WHAT YOU ARE ASKED TO DO:
Answer these questions using the design system article.
1. Which design tool was the project team constrained to?
2. How many months did it take to create the initial design system?
3. What is the heading of Goal #2?

Given the company held a number of federal contracts, all its designers considered accessibility in their decision-making every day. And yet, it was rarely spoken of collectively. Much like components within a design system, there were patterns in the way we all worked but there was an opportunity in formalizing it. This made me question:

How might we transform lessons learned on one client project into shared knowledge that benefits an entire design practice?

Goal #1: Scale Design System Literacy
Projects across the practice were at different stages of design system maturity. I wanted to establish a shared foundation and vocabulary based on atomic design that designers could build upon together.
Goal #2: Reduce Duplicated Effort
My project had developed practical approaches to accessibility, documentation, and collaboration. Sharing those lessons could help future teams avoid reinventing the wheel.
Goal #3: Create Internal Synergy
By bringing together designers from different accounts, I could foster stronger relationships, surface hidden expertise, and generate ideas no single team would have developed alone.
The Catalyst

Let's Hit Rewind

Prior to the workshop, I joined my project during its initial MVP phase. During that time, I helped establish a foundational design system while designing across multiple features.
This timeline illustrates key milestones and the evolution of the design team throughout my project. While the team underwent considerable restructuring across multiple periods, I contributed to the initial design system and (upon returning to the project) enhanced it to better manage design debt. These efforts supported more efficient feature delivery and helped maintain strong client engagement.
When I returned for a second contract period, I evolved that foundation to better support accessibility, inclusivity, and scalability. Those experiences ultimately inspired me to share our lessons with the broader design practice.

MVP Design System

Multiple designers contributed to the project over time, with team members joining and leaving throughout the engagement. Since we were constrained to Adobe XD, hand-offs were tricky and lacked version control. The initial design system was created in four months to alleviate design debt.

Design System 2.0

Upon returning to the project for a second contract period, I approached the initial design system like any other design artifact: as something to iterate and improve. It ended up acting as a catalyst to ensure scalability, promote accessibility, and foster inclusivity while improving collaboration across the project team.

Entries on locating named things:
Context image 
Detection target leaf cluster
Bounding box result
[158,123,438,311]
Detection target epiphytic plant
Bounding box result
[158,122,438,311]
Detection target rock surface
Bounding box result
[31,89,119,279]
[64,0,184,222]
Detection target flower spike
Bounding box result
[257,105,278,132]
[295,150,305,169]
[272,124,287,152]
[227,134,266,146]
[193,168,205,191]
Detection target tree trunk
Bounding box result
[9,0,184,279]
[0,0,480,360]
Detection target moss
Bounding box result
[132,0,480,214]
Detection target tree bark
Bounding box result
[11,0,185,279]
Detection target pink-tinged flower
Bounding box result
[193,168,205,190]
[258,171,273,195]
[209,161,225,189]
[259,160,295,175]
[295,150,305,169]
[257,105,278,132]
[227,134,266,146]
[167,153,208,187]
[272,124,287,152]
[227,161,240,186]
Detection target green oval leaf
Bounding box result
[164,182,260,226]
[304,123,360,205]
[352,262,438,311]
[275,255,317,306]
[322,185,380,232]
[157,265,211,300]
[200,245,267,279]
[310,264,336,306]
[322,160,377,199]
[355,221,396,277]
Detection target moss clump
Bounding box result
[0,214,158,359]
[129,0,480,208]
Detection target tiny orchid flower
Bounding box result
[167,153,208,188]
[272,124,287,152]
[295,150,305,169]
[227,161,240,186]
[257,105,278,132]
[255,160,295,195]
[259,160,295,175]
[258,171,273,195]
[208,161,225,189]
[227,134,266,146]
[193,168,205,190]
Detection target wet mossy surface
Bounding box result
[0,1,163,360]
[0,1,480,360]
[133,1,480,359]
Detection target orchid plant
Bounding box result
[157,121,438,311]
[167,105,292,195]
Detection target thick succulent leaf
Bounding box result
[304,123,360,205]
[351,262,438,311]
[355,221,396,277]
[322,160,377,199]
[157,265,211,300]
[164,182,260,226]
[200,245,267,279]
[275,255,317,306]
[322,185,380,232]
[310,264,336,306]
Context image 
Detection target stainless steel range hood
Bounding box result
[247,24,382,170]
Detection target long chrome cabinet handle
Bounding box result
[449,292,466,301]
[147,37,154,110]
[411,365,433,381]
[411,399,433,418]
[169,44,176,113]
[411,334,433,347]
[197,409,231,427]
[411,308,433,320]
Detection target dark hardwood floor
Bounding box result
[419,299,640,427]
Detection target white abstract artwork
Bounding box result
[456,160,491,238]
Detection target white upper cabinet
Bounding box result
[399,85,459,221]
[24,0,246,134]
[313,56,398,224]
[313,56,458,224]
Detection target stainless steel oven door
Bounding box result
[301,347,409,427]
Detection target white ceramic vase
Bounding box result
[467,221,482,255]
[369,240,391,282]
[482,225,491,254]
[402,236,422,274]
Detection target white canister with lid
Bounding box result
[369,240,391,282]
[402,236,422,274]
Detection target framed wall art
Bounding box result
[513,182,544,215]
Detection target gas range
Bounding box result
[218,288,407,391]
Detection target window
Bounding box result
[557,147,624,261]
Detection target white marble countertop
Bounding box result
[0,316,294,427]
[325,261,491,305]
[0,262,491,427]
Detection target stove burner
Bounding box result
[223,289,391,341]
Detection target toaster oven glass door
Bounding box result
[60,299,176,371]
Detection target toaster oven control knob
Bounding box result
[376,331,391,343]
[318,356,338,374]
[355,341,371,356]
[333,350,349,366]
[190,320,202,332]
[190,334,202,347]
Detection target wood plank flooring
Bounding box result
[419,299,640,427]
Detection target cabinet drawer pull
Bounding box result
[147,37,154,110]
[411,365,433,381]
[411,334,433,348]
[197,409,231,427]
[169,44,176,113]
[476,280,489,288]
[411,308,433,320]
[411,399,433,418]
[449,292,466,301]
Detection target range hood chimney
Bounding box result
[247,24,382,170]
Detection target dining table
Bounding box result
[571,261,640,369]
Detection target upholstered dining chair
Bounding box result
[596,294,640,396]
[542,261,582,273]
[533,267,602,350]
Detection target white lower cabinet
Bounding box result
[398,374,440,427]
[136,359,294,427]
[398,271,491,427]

ANSWER TO THIS PROBLEM:
1. Adobe XD
2. Four months
3. Reduce Duplicated Effort